_Challenge_: In the rows below, change every "marker" to "point" and leave everything else as it is.
'''
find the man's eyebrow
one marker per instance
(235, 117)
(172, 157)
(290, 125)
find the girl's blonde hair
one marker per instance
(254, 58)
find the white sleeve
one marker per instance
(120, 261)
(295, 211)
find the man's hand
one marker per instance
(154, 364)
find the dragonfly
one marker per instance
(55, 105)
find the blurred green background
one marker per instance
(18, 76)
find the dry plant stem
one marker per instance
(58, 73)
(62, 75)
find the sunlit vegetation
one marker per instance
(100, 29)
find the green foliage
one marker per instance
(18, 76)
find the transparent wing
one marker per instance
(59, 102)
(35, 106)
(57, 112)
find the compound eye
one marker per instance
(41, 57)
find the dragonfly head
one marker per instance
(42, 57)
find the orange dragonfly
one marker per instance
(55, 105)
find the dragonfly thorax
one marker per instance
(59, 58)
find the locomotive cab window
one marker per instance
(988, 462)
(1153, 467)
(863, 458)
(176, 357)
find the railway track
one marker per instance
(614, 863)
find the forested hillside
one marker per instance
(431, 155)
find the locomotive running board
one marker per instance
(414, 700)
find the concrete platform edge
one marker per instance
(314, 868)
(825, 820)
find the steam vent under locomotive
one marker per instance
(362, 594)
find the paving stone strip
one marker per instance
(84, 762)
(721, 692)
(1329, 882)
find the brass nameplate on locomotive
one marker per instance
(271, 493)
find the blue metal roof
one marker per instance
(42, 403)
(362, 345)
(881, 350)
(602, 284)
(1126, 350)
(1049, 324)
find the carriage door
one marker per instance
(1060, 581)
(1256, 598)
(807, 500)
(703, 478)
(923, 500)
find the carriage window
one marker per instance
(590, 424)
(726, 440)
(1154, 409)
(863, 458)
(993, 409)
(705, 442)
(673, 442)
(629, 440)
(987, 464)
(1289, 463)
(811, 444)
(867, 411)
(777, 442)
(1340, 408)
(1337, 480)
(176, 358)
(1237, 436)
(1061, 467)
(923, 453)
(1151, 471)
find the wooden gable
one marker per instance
'''
_Written answer_:
find the man's eyebrow
one point per instance
(235, 117)
(172, 157)
(290, 125)
find the girl's blonde hair
one point per instance
(254, 58)
find the white sleeve
one point per instance
(120, 261)
(295, 211)
find the man's hand
one point per instance
(154, 364)
find the dragonfly
one point per instance
(55, 105)
find the blurred green background
one point per instance
(18, 76)
find the dry plant stem
one point per instance
(58, 73)
(62, 75)
find the sunlit vegetation
one point per instance
(100, 29)
find the green foliage
one point per instance
(18, 76)
find the transparent wing
one point per instance
(59, 102)
(35, 106)
(57, 112)
find the compound eye
one point per instance
(41, 57)
find the dragonfly head
one point per instance
(42, 57)
find the orange dragonfly
one point per instance
(55, 105)
find the dragonfly thorax
one point per instance
(59, 58)
find the locomotive cab window
one point per instance
(988, 462)
(1153, 467)
(863, 458)
(176, 357)
find the railway track
one point per instance
(614, 863)
find the forested hillside
one point per instance
(431, 155)
find the locomotive running board
one point per instance
(414, 700)
find the concrete platform edge
one point per instance
(314, 868)
(825, 820)
find the steam vent under locomotive
one point per instance
(362, 594)
find the paving stone strip
one point per instance
(84, 762)
(721, 692)
(1329, 882)
find the brass nameplate on locomotive
one point per instance
(271, 493)
find the blue metal roof
one point per instance
(42, 403)
(362, 345)
(881, 350)
(602, 284)
(1126, 350)
(1049, 324)
find the carriage door
one point per instance
(1060, 581)
(1256, 598)
(807, 500)
(703, 478)
(923, 500)
find the carriage window
one point per instance
(590, 424)
(726, 440)
(1154, 409)
(863, 458)
(993, 409)
(705, 442)
(673, 442)
(629, 440)
(987, 464)
(1289, 463)
(811, 444)
(867, 411)
(777, 442)
(1340, 408)
(1337, 480)
(176, 358)
(1237, 436)
(1061, 467)
(923, 453)
(1151, 471)
find the wooden gable
one point per instance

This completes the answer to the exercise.